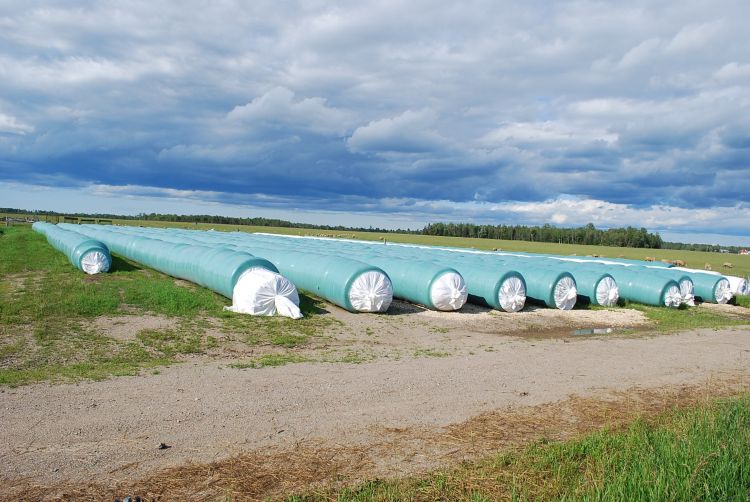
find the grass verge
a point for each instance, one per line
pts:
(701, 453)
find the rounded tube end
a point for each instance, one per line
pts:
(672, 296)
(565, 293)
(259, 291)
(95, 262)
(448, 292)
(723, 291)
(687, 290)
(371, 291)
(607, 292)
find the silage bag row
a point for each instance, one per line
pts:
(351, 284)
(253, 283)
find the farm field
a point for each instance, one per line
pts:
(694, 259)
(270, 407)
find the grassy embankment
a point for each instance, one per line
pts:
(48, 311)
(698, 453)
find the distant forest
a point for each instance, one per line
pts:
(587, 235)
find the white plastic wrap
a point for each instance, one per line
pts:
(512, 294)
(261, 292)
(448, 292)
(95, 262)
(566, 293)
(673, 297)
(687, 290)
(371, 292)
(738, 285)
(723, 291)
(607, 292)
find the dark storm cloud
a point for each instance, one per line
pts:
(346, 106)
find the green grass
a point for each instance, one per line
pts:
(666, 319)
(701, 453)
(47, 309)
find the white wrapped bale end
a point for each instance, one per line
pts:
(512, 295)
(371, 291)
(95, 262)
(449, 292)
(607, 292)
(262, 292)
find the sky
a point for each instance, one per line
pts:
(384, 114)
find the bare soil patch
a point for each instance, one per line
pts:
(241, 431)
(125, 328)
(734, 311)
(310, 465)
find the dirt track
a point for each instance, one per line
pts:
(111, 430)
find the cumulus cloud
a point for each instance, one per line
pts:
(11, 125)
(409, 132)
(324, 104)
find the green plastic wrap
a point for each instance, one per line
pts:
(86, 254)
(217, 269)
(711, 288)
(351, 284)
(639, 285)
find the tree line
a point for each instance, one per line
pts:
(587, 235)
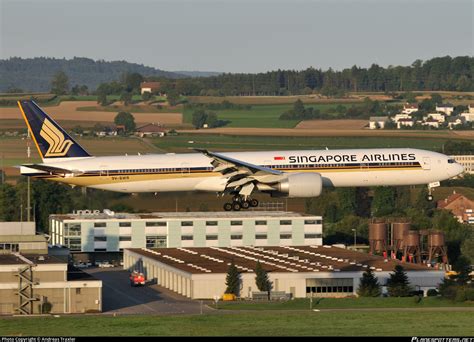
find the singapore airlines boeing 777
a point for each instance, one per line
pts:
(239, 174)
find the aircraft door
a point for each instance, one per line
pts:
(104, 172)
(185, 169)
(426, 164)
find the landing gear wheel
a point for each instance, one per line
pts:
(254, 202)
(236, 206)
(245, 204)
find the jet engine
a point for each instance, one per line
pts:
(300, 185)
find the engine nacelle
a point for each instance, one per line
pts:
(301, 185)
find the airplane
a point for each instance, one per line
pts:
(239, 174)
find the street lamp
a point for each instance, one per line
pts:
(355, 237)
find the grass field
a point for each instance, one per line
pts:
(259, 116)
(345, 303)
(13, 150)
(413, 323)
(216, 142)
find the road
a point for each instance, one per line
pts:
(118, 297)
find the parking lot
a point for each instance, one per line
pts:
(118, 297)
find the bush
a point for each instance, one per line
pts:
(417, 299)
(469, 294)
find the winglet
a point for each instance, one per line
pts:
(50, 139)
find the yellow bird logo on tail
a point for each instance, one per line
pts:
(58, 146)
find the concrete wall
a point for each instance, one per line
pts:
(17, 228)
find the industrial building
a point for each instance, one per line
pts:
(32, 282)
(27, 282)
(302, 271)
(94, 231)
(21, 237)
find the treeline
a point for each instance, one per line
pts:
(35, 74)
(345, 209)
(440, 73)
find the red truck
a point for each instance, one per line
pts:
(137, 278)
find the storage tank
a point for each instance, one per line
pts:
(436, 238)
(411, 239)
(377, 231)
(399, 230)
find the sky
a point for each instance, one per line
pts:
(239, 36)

####################

* _Brief_
Say how many lines of the data hold the word "white", and leave out everything but the number.

* _Written solution_
2